──────── Dataset content ────────

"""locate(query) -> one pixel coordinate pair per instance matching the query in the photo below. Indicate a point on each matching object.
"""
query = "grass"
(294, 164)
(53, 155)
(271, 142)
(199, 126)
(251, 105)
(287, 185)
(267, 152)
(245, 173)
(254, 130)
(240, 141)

────────

**What the task asks:**
Render the whole set of entries again, exactly as given.

**Answer box:**
"""locate(query) -> one pixel coordinate pair per instance matching the query in the photo below. Indicate a point on each matching object.
"""
query = "grass"
(294, 164)
(53, 155)
(271, 142)
(199, 126)
(251, 105)
(287, 185)
(267, 152)
(245, 173)
(254, 130)
(240, 141)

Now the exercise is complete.